Records supplied:
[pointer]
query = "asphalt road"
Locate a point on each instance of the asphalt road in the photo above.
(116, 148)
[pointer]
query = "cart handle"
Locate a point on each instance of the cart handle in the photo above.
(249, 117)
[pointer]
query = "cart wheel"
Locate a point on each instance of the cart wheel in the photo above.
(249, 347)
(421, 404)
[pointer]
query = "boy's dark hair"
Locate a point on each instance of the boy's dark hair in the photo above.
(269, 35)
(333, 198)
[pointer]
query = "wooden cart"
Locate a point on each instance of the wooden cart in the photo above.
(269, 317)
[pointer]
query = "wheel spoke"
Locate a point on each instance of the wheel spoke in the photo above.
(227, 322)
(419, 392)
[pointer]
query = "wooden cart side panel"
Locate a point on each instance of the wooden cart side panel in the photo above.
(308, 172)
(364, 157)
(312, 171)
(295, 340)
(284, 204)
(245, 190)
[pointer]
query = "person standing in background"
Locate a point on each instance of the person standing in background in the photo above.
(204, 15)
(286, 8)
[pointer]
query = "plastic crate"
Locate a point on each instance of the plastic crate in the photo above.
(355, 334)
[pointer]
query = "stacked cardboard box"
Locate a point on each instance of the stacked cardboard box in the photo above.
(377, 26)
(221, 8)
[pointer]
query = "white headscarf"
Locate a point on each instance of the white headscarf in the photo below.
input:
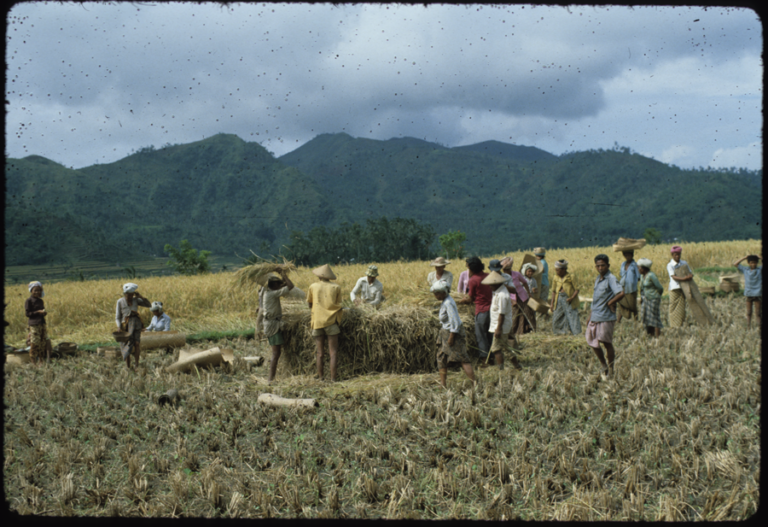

Set exercise: Reproduce all of the records above word for word, line by line, and leave the pictures out of your answer.

Task solution:
[pointer]
query = "asphalt road"
Locate a point on each instance of the asphalt road in the photo above.
(116, 148)
[pointer]
query = "cart handle"
Locate a point on each instance of the cart handle in the photo above.
(249, 117)
[pointer]
query = "cart wheel"
Locate a point on each instance of the cart wheel in the photo above.
(249, 347)
(421, 404)
[pointer]
query = "boy's dark hair"
Locate a point on each instance of the boy's dark hair in the photo above.
(269, 35)
(333, 198)
[pointer]
query = "wooden cart"
Locate a point on each instance of the wooden cart in the photo above.
(269, 317)
[pointer]
query = "wheel spoke"
Locate a point on each instance of the wheel spoke in the photo above.
(227, 322)
(419, 392)
[pointer]
query = "wooden cart side panel"
Locate a point on each instance of the wooden cart side panel in the photo above.
(308, 172)
(364, 157)
(312, 171)
(295, 340)
(284, 204)
(245, 190)
[pointer]
query = "person standing in background"
Locate a point on each instance of the person standing in background in the photo above.
(204, 15)
(286, 8)
[pointer]
query = "plastic crate"
Locate a point on each instance of the plastic crate in the photo above.
(355, 334)
[pointer]
query = "stacked cardboard box"
Locate a point on each instance of the stacked cardboard box in the photo above.
(377, 26)
(221, 8)
[pointer]
query = "white headscarf"
Locate a point on each instance of the white headscarf in the photo below.
input:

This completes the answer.